***** Data rows *****

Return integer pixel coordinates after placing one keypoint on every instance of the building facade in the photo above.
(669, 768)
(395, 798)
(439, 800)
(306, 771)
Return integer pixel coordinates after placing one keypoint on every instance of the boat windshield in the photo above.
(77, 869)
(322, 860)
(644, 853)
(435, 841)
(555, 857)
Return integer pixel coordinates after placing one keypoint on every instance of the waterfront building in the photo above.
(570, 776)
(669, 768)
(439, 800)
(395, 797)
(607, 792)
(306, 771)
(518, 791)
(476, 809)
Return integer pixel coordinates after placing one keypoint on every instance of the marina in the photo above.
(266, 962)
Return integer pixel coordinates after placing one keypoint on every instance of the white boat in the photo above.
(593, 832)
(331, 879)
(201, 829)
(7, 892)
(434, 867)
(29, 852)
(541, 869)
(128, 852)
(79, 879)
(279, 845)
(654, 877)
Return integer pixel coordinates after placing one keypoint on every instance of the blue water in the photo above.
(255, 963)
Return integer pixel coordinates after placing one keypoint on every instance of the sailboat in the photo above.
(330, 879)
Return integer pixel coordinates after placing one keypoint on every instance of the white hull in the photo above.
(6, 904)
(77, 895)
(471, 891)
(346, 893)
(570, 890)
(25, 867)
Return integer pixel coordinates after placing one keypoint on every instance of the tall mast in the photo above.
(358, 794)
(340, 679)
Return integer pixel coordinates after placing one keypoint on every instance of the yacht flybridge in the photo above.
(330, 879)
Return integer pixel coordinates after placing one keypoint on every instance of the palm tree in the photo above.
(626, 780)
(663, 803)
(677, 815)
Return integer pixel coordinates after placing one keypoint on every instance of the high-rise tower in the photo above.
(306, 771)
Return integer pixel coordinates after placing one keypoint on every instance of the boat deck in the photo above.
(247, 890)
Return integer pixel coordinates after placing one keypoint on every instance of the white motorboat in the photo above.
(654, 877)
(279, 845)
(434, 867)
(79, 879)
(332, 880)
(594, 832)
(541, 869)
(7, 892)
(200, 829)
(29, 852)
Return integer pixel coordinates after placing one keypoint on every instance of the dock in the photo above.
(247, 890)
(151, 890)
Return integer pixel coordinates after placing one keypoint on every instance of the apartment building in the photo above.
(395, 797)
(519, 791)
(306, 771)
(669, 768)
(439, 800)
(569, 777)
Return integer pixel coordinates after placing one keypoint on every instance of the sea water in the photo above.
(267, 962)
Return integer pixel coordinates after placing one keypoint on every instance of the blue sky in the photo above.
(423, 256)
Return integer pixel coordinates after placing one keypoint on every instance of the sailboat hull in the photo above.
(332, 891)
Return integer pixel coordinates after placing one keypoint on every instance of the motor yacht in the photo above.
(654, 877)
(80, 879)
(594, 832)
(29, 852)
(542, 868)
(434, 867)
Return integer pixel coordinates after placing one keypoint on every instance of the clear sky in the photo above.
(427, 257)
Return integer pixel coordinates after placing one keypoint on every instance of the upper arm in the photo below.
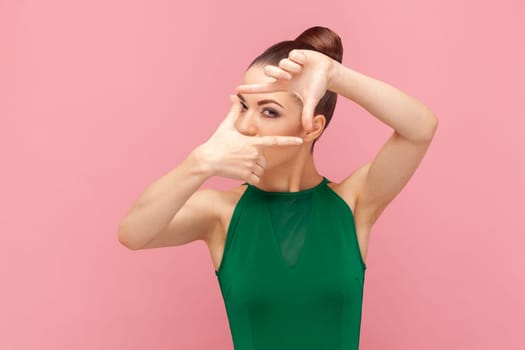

*****

Rewrite the records as a numbered list, starting at the line with "clear sky in the photo above." and running through the end of the records, with blank lines skipped. Omit the pictures.

1. Return integer pixel coordinates after placing one keypoint on every instance of the clear sky in the photo above.
2. (427, 257)
3. Return integer pixel coordinates after placing one keypoint on every instance of the upper arm in the photo below.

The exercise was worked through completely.